● WORK ORDER: In the text about soman, how long did the psychological symptoms last after exposure?

In addition to the direct toxic effects on the nervous system, people exposed to soman may experience long-term effects, most of which are psychological. Subjects who were exposed to a small dose of soman suffered severe toxic effects; once treated, the subjects often developed depression, had antisocial thoughts, were withdrawn and subdued, slept restlessly and had bad dreams. These symptoms lasted six months after exposure but disappeared without lasting damage.

==Toxicity and efficacy==
The LC_{50} of soman in air is estimated to be 70 mg min per m^{3}. Compared with the LC_{50} value for a rat, the human lethal concentration is much lower (954.3 mg min/m^{3} versus 70 mg min/m^{3}). For compounds such as soman, which may also be used as a weapon, often a fraction of the LC_{50} dose is where the first effects appear. Miosis is one of the first symptoms of soman intoxication and can be seen in doses of less than 1% of the LC_{50}.

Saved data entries
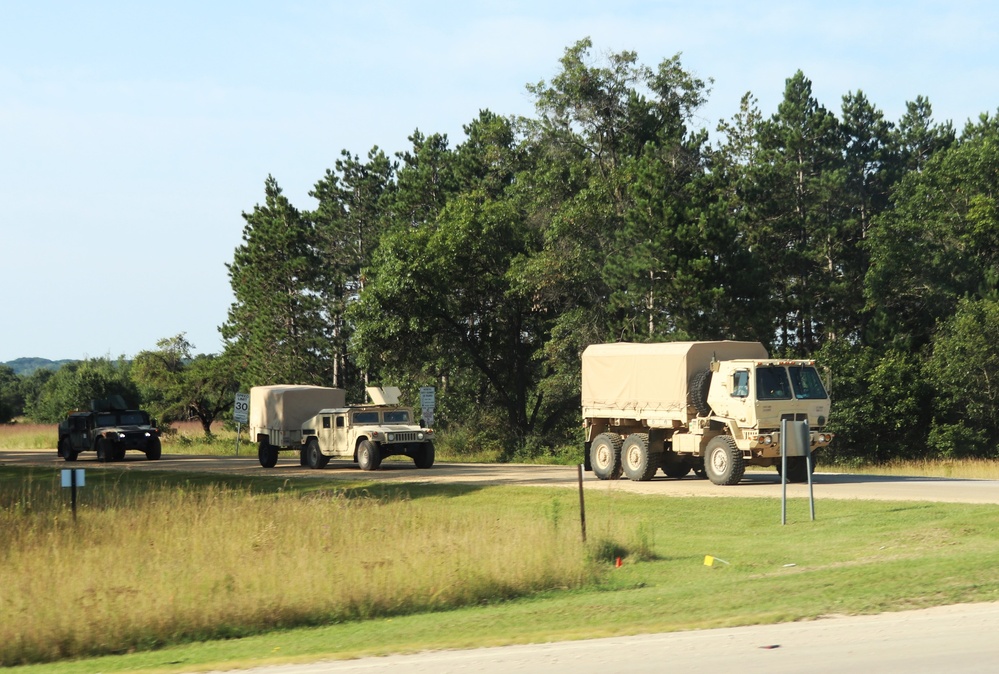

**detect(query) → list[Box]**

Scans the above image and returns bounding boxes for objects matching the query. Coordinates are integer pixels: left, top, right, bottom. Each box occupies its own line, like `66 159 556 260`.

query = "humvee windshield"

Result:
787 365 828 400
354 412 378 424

==

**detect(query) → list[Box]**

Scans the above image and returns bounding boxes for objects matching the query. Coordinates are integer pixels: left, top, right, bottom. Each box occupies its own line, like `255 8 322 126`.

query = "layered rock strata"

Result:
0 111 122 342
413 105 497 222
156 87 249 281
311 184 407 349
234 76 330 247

● WRITTEN REPLY: Six months, after which they disappeared without lasting damage.